Passage provided Block Start

German industrial gas seek supply deals in PH


Messer Group of Germany, the world's biggest family-owned industrial gas manufacturing company, is keen on supplying industrial gas in the Philippines in light of the country's growing demand particularly in the steel and electronics sectors.

Department of Trade and Industry (DTI) Secretary Alfredo E. Pascual met with Messer Group CEO Stefan Messer in Berlin on July 5 during his 21-day Europe Investment Roadshow.

During the meeting, Pascual offered the Philippine government’s support in assisting the company identify anchor clients in the steel and electronics sectors.

Messer is scheduled to visit the Philippines in September 2023 for meetings with potential anchor clients in the said sectors.

The DTI chief also encouraged the company to consider establishing an industrial manufacturing plant in the Philippines, which will provide high-quality and better-paying jobs for Filipinos.

Messer Group is the biggest family-owned industrial gas manufacturing company in the world, which has approximately EUR 282 billion in total assets and employs 10,000 people in Germany and in over 100 locations globally.  The company manufactures industrial gases like oxygen, nitrogen, argon, hydrogen, helium, carbon dioxide, shielding gases, and gases for medical use.

Passage provided Block End

■ **What is being asked**:
Answer these from the article on Messer Group:
(a) In what city and on what date did Pascual meet Stefan Messer?
(b) When is Messer scheduled to visit the Philippines?
(c) Which two sectors are named for the anchor clients?

Records provided Block Start

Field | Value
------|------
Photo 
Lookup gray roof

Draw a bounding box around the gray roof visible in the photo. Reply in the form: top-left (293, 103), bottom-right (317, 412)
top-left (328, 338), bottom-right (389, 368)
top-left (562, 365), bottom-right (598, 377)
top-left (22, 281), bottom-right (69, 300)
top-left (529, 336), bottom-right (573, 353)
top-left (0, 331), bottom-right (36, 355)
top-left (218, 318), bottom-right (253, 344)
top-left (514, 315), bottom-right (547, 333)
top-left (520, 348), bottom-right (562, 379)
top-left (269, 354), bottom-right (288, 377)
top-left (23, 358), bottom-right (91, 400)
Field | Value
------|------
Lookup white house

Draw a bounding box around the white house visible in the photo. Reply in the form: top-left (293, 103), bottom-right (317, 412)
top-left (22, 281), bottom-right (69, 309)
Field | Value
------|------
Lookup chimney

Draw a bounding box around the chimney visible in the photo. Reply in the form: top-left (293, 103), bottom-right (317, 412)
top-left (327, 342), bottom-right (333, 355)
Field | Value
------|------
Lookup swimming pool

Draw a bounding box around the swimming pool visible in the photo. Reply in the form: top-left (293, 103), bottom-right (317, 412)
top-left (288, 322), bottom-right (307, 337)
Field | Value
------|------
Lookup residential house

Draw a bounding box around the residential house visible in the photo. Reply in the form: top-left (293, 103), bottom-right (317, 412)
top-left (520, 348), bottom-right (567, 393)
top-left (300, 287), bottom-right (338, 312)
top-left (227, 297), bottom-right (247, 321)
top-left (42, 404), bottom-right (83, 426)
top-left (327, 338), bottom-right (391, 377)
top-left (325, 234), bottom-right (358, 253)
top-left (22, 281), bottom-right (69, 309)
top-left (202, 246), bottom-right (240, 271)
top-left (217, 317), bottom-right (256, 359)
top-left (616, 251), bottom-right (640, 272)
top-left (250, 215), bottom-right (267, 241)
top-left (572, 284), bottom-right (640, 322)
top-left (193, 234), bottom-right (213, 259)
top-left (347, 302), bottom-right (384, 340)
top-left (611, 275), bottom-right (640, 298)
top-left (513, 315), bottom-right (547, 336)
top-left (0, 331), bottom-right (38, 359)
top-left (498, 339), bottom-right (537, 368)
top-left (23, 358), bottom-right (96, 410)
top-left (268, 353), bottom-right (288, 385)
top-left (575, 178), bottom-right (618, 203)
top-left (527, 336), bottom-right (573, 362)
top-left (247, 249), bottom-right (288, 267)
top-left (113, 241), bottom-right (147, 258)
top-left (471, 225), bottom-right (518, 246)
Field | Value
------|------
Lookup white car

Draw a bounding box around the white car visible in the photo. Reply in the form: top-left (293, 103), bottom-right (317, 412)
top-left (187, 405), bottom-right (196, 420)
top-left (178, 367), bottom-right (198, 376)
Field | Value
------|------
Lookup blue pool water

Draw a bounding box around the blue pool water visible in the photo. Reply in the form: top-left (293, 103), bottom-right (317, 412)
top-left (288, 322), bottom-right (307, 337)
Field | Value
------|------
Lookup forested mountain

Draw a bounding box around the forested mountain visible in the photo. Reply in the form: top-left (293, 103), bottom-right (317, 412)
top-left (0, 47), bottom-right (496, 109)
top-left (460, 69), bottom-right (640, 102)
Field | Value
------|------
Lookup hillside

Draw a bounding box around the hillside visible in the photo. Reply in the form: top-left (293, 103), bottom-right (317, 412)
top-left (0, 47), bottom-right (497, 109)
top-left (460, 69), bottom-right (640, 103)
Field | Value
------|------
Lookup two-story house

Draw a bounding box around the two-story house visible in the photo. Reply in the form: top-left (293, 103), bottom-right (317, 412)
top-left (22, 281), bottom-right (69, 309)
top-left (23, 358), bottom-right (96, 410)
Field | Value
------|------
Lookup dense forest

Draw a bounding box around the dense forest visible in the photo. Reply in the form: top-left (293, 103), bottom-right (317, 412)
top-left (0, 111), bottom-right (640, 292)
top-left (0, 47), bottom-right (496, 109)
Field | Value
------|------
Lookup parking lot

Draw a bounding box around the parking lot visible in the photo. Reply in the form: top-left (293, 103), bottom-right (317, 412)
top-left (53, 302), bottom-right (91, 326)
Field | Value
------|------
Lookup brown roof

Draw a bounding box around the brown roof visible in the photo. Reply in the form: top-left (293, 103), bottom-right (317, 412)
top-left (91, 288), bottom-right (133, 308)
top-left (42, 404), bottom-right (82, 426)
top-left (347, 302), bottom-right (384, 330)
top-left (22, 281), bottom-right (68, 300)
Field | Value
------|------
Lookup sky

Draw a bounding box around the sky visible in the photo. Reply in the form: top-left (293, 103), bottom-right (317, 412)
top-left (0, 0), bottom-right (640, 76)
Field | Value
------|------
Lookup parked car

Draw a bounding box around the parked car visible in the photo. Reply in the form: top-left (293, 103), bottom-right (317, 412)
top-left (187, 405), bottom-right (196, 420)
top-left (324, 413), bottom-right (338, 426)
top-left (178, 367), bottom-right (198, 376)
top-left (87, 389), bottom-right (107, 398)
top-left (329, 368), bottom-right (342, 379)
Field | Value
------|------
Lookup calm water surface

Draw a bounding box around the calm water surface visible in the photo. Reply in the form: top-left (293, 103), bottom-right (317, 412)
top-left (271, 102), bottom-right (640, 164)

Records provided Block End

■ **Result of this task**:
(a) Berlin, on July 5
(b) September 2023
(c) Steel and electronics